Start of RECORD EXTRACTS
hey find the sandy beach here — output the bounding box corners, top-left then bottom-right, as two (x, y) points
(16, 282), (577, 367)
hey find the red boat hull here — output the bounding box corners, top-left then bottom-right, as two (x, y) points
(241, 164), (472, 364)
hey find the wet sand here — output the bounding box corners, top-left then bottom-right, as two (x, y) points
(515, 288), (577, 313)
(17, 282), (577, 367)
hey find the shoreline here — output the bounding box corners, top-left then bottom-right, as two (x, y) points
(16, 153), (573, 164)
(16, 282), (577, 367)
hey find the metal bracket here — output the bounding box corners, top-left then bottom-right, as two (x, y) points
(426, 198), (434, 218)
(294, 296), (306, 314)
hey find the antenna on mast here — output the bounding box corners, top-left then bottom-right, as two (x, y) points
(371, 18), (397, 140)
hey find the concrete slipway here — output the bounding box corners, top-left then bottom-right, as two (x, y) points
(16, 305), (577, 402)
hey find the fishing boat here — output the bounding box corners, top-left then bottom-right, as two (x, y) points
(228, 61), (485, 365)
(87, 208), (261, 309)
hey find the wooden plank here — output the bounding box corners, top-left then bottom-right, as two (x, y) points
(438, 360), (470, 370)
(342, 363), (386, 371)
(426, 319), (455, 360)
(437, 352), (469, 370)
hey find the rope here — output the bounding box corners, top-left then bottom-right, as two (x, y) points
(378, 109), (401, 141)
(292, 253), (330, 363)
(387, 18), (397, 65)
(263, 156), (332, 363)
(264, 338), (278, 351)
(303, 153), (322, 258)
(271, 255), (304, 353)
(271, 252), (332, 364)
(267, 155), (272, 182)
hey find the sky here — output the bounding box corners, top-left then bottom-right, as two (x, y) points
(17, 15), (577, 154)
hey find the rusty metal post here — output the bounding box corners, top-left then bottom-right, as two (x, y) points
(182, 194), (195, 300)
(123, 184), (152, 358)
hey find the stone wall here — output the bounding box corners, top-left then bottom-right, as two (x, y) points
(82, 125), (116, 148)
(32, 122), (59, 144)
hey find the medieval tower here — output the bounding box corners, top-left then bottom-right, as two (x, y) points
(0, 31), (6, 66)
End of RECORD EXTRACTS
> TASK:
The answer should be nothing more than the lines from the one with "hey find the medieval" through the end of the entries, restated word for word.

> ANSWER TO THIS TASK:
hey find the medieval tower here — output the bounding box corners, top-left then bottom-right, as two (x, y) points
(0, 31), (6, 66)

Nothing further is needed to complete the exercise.